» **Source**

# 

## CHALLENGES OF HIGH-CAPACITY DRAM STACKS AND POTENTIAL DIRECTIONS

AMIN FARMAHINI-FARAHANI, SUDHANVA GURUMURTHI, GABRIEL LOH, MIKE IGNATOWSKI (PRESENTER) AMD ADVANCED RESEARCH, LLC

### EXECUTIVE SUMMARY

### 

- Major challenges of "tall" DRAM stacks and potential directions to overcome/mitigate those challenges
  - TSV speed and density
  - Thermal conductivity
  - Stack height
  - Power delivery
  - Reliability
  - Design and manufacturing cost

### Key messages

- Broad range of challenges needs to be addressed and different techniques need to be investigated to understand their tradeoffs
- Alternative DRAM-to-DRAM bonding techniques could be considered and evaluated as a potential enabler
- Urge researchers to participate in studying challenges and evaluating techniques for high-capacity, high-bandwidth memory stacks

## HIGH-CAPACITY STACKED MEMORY (HBM)

» **Required tasks**
(1) Quote the stretch of the DRAM stack presentation from "- Broad range" through "STACKED MEMORY (HBM)".
(2) Translate this sentence from the DRAM stack presentation into Spanish: "Alternative DRAM-to-DRAM bonding techniques could be considered and evaluated as a potential enabler."
(3) Proceed with the presentation on high-capacity DRAM stacks, writing the material that follows its final heading.

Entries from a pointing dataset
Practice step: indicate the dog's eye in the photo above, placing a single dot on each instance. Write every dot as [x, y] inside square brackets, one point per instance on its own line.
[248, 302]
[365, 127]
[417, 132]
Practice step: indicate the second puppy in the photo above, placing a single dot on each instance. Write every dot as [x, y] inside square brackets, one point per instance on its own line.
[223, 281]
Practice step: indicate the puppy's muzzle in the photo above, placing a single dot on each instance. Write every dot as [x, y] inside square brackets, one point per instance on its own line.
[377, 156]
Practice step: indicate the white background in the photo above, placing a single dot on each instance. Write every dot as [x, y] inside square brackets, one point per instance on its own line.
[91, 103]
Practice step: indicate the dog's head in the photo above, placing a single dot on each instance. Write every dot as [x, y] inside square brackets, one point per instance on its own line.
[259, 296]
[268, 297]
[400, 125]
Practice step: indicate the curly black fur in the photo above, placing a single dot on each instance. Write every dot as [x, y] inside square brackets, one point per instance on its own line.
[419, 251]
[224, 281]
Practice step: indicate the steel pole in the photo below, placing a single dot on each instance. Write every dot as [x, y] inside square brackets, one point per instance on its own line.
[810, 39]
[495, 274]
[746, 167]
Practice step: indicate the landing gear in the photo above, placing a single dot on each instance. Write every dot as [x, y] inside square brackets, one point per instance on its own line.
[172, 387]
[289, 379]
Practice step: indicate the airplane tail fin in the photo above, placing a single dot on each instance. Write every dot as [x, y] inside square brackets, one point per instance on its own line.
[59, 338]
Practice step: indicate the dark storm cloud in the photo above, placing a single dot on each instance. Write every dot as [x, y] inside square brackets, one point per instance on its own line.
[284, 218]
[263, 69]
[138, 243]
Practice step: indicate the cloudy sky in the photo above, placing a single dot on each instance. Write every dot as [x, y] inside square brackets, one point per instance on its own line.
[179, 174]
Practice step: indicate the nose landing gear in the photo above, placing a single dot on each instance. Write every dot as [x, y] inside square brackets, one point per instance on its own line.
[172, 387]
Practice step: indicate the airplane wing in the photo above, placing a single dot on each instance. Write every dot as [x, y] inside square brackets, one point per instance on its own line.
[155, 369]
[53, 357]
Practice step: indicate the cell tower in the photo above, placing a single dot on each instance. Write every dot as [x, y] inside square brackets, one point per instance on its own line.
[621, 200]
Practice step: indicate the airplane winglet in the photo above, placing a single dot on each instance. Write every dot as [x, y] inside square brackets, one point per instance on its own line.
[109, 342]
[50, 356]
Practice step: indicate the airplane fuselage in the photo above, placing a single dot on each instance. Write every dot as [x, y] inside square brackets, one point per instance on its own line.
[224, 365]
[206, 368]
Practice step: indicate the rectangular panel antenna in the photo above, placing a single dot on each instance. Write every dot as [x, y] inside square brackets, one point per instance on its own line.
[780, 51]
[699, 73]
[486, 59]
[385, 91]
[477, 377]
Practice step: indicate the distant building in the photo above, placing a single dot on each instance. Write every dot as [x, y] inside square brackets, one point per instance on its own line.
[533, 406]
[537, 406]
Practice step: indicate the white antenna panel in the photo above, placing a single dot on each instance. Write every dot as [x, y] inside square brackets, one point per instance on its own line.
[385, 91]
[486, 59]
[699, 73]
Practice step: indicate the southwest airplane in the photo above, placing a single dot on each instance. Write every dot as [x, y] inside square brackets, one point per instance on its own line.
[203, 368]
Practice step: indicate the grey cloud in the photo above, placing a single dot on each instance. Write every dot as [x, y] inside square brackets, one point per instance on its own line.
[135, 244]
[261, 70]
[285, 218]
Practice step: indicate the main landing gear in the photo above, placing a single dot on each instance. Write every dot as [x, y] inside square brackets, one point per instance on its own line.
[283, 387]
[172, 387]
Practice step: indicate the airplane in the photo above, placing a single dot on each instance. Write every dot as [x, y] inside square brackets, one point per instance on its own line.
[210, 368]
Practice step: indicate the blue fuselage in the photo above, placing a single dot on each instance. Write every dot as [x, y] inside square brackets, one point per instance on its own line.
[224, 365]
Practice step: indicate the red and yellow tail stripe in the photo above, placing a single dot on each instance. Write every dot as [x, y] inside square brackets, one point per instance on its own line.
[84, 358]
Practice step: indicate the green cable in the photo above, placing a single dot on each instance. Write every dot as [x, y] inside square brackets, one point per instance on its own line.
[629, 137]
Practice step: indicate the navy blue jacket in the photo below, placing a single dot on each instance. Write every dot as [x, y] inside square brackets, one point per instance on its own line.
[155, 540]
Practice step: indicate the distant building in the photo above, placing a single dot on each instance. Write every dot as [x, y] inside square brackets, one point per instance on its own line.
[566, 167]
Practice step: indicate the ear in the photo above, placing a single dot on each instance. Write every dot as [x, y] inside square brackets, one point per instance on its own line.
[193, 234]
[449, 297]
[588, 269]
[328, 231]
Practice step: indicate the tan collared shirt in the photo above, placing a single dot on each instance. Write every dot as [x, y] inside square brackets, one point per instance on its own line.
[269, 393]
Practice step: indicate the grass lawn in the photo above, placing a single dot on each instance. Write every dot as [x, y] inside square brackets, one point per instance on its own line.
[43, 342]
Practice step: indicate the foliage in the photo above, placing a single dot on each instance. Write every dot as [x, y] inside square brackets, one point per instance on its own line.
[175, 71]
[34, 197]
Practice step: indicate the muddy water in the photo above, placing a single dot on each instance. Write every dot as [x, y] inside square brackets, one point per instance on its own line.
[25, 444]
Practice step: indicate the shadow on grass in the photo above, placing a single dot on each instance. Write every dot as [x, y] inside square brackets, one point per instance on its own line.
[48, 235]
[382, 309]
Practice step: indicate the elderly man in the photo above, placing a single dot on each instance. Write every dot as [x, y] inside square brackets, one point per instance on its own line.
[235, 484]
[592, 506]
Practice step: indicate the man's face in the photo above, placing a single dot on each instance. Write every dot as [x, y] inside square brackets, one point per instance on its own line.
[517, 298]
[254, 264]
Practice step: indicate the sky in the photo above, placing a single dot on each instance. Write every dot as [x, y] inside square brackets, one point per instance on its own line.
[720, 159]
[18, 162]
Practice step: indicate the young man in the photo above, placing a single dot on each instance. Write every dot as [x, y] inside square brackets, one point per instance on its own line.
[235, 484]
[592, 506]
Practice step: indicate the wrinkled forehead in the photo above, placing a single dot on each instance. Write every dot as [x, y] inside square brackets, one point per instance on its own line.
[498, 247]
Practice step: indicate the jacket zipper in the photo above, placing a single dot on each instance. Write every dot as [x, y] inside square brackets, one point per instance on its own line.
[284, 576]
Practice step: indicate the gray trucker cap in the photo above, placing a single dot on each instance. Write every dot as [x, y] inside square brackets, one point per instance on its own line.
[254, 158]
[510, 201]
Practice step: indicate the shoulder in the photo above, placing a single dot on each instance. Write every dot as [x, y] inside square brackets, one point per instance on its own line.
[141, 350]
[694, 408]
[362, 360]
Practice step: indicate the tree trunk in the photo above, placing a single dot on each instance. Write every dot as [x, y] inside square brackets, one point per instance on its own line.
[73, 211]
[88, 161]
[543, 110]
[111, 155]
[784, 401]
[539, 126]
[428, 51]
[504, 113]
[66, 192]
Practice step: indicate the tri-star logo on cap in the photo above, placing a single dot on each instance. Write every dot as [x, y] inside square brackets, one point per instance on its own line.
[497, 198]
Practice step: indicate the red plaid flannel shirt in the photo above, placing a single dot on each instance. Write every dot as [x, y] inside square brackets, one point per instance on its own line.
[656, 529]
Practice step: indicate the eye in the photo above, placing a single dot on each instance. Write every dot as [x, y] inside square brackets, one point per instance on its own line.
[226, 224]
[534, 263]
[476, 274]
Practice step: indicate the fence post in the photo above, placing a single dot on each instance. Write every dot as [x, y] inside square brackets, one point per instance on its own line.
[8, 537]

» **Replies**
(1)
- Broad range of challenges needs to be addressed and different techniques need to be investigated to understand their tradeoffs
- Alternative DRAM-to-DRAM bonding techniques could be considered and evaluated as a potential enabler
- Urge researchers to participate in studying challenges and evaluating techniques for high-capacity, high-bandwidth memory stacks

## HIGH-CAPACITY STACKED MEMORY (HBM)

(2) Se podrían considerar y evaluar técnicas alternativas de unión DRAM a DRAM como un posible habilitador.

(3)
- In-package stacked memory provides high bandwidth and low power
  But much lower capacity than DRAM DIMMs
- ▲ High capacity can enable high performance and low energy consumption
  - Fitting larger application's working set, faster and more energy-efficient access to data
  - Less data movement between stacked memory and 2<sup>nd</sup>-level memory
- AMD GPUs are used beyond graphics for HPC and ML/AI
  - Drive for more capacity and bandwidth





#### **Stacked Memory**

Capacity and bandwidth comparison between a single memory stack and a single DRAM module

## IMPROVE CAPACITY OF IN-PACKAGE STACKED MEMORY AMD

- Higher density DRAM dies (smaller process technology, more capacity per die)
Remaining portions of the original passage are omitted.